### [Your objective]
In the Chuck E. Cheese's essay, where was the location the writer visited in 1985?

### [Given passage]
"""
Chuck E. Cheese’s is a Breeding Ground for Future Gambling Addicts and We’ll See You There Next Week

“Is Chuck E. Cheese a mouse or a rat?” I asked my son Smoke as we pulled into the parking lot. I was hoping for a reaction and I got one. “He’s a mouse,” Smoke said, indignant. “How could you ever think he’s a rat?” It was Smoke’s first visit to Chuck E. Cheese’s—we had come for a birthday party—but already he felt attached to its icon, the giant grinning mouse.

Image Credit: Majiscup, https://www.flickr.com/photos/cups/
Image Credit: Majiscup, https://www.flickr.com/photos/cups/

I’d been to Chuck E. Cheese’s once before, long ago, when I was barely older than Smoke is now. At the time, Chuck E. Cheese’s was a relatively new chain and locations were few and far between. It was the type of place my parents never would have entered voluntarily, but a friend was having a birthday party, and so we made the forty-minute drive.

My memories of Chuck E. Cheese’s are remarkably wholesome and perhaps not entirely accurate. The space was vast and dimly lit; there were giant tunnel slides; there was a ball pit; there was Chuck E. Cheese himself, waving and offering every kid the same giant smile. It didn’t matter whether you were popular, a bruiser, or a loser. Chuck E. Cheese loved all the kids equally. He was kind of like Jesus that way. Before I even left, I longed to return. I dreamed about returning for years and remembered the experience fondly every time I saw an ad on television. But, of course, we never went back.

Image credit: agaumont, https://www.flickr.com/photos/agaumont/with/4646929606
Image credit: agaumont, https://www.flickr.com/photos/agaumont/with/4646929606

It hadn’t occurred to me that the franchise would have evolved in the twenty-nine years since my visit. So I was surprised, upon entering, to find that the Olympia Chuck E. Cheese’s was not identical to the Chuck E. Cheese’s I had visited in Danvers Massachusetts in 1985. It was one brightly lit floor, no bigger than your average mall boutique. There was no ball pit, just an eating area with rows of tables, and a single but elaborate slide tucked away into a corner. The rest of the space was filled with games. I hadn’t realized that Chuck E. Cheese’s is essentially an arcade, a Las Vegas for kids but with terrible food and mouse-centric decor.
"""
[Records from a data source]
"""
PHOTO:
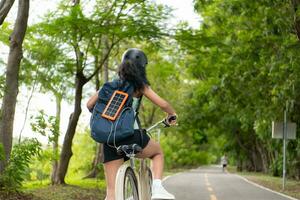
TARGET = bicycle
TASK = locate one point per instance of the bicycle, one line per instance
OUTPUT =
(130, 183)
"""
### [Complete answer]
Danvers, Massachusetts.